**Assigned task:** Only the lines below, from the one with "gray trousers, written as integer pixel values." through the one with "vest, written as integer pixel values.", are to be written out, exactly.

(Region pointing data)
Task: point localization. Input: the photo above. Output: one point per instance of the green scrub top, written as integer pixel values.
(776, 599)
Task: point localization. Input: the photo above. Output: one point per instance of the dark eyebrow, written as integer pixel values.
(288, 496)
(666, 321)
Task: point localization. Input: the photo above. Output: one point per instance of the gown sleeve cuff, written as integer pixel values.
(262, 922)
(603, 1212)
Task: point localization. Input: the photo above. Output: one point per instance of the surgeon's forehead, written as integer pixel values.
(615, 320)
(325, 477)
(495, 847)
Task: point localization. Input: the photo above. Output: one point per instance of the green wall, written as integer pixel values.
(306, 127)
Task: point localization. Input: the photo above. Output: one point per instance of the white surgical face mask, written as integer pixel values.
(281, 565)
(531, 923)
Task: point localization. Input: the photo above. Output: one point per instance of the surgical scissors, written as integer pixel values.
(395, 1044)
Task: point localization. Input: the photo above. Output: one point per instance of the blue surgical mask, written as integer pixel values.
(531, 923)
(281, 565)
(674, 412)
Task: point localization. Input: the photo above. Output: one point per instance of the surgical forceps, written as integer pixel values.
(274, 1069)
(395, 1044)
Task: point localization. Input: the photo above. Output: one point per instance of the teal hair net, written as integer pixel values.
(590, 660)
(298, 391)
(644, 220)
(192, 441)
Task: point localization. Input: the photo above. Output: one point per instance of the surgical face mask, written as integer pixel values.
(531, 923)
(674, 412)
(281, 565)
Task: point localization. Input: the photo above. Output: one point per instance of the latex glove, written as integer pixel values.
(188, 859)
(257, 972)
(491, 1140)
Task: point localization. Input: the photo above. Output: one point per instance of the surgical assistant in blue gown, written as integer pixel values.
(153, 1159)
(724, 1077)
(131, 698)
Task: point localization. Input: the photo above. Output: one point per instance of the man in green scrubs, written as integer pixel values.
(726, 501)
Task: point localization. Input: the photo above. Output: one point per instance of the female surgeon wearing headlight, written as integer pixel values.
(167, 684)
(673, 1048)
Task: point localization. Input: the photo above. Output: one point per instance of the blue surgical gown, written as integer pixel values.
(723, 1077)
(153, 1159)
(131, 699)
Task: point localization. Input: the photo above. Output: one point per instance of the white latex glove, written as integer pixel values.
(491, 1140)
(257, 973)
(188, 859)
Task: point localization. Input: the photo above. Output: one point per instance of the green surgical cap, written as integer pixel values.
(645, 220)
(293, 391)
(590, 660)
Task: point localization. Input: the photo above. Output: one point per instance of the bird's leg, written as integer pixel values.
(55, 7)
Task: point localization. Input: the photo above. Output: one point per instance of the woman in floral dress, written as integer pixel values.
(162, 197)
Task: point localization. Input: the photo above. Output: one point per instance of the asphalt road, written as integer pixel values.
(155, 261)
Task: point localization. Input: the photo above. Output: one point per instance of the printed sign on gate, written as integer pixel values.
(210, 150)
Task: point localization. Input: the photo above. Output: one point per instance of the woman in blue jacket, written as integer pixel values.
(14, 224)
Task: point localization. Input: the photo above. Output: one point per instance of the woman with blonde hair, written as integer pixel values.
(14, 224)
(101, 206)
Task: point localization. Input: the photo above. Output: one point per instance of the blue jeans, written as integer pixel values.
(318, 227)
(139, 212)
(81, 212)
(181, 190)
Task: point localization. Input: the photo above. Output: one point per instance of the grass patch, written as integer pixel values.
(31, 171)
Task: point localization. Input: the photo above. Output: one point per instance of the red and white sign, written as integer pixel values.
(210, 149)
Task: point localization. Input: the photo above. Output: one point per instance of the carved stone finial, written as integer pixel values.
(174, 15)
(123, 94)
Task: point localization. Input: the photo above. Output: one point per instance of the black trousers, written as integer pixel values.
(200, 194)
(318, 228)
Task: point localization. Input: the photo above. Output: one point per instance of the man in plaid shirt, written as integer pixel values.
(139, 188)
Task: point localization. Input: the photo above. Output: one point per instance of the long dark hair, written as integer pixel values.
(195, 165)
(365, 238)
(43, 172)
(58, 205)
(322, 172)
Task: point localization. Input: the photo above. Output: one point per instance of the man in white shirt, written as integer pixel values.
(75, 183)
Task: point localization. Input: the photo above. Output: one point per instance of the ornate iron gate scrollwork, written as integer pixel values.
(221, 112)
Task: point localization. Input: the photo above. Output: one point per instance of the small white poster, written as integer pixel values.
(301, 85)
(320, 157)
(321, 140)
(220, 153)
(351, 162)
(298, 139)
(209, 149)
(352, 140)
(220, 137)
...
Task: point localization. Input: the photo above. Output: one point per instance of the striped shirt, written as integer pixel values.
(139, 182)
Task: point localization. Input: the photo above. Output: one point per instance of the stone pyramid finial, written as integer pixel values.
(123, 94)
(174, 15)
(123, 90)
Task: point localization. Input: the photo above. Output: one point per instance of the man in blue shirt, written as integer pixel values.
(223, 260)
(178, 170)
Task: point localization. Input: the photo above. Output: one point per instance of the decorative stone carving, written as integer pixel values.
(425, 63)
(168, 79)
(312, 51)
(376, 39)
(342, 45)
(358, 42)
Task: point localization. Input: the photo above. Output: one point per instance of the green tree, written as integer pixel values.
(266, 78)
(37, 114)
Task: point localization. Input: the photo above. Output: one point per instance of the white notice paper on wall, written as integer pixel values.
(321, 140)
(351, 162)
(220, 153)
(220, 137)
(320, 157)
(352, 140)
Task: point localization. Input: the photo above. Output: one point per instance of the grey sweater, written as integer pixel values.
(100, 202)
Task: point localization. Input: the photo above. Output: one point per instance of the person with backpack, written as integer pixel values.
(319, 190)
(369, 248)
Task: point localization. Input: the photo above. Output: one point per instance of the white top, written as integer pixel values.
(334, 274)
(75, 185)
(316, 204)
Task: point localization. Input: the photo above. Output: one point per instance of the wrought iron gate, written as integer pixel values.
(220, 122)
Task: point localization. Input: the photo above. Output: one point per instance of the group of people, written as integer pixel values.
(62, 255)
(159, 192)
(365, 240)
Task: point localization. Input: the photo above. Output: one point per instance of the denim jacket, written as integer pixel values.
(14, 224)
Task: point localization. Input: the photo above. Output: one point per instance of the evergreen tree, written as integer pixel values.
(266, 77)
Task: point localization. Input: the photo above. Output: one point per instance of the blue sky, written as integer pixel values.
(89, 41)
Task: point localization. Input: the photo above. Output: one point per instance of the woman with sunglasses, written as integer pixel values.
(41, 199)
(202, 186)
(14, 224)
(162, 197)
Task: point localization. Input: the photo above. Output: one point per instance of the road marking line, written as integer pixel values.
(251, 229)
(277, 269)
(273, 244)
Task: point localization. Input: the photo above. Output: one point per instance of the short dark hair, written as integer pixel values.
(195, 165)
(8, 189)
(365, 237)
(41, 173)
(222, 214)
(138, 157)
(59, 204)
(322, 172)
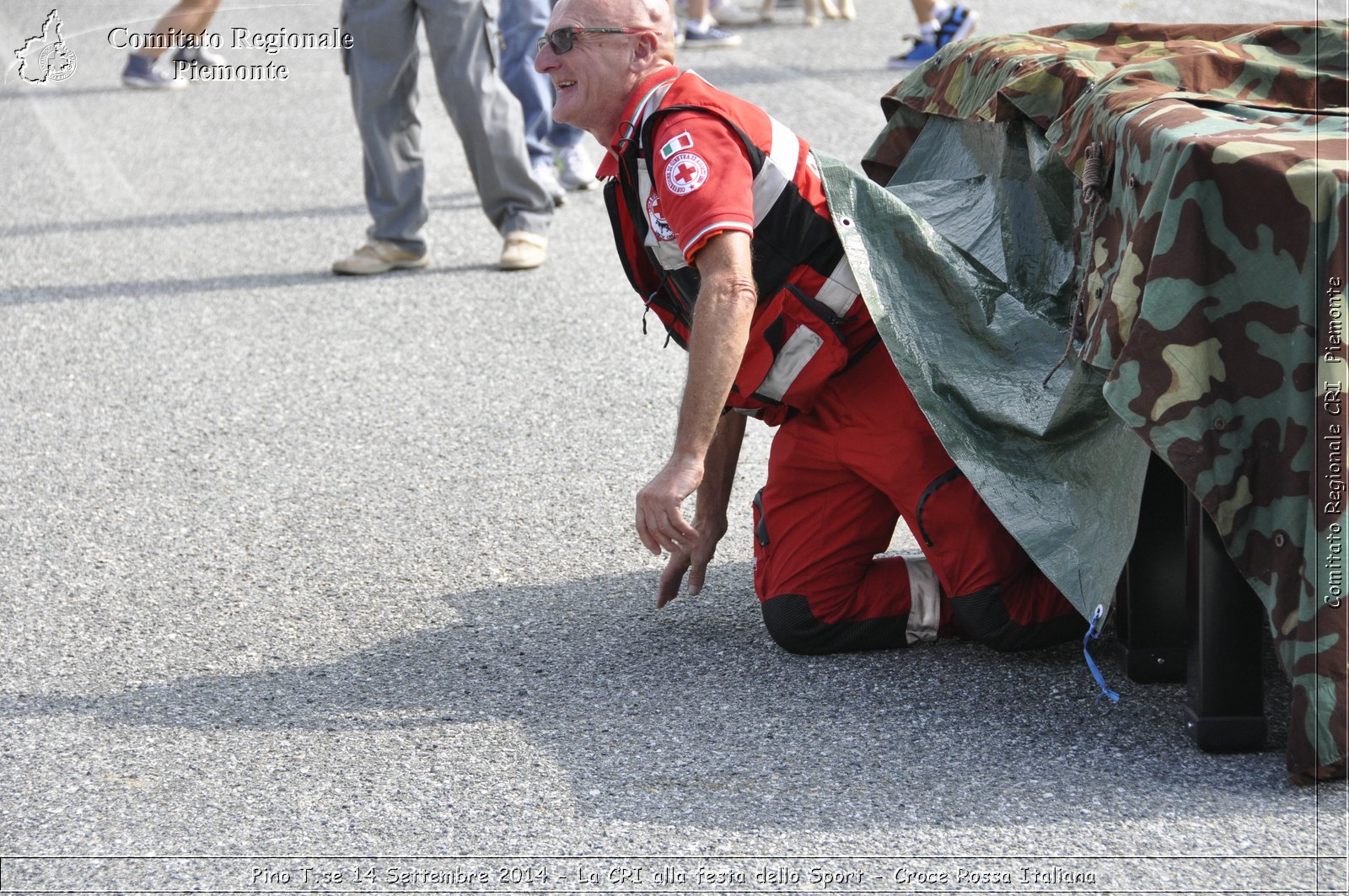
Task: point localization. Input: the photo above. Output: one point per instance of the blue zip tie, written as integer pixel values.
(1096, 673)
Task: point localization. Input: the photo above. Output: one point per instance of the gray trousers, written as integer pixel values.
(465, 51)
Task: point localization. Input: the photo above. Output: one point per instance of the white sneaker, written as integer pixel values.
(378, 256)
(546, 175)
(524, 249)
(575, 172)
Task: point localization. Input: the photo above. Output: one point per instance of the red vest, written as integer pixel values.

**Task response:**
Task: point localization. Input: the photo above. Output: one point per instance of the gray trousers, written as integer pixel values.
(465, 51)
Task: point localization. Input: the photo above. Output: one point per instance of the white sneaker, written as integer pixel values.
(378, 256)
(546, 175)
(524, 249)
(575, 172)
Task: point localization. Input: the photo above. Output: one point per instance of the red vest, written as integer pixel values.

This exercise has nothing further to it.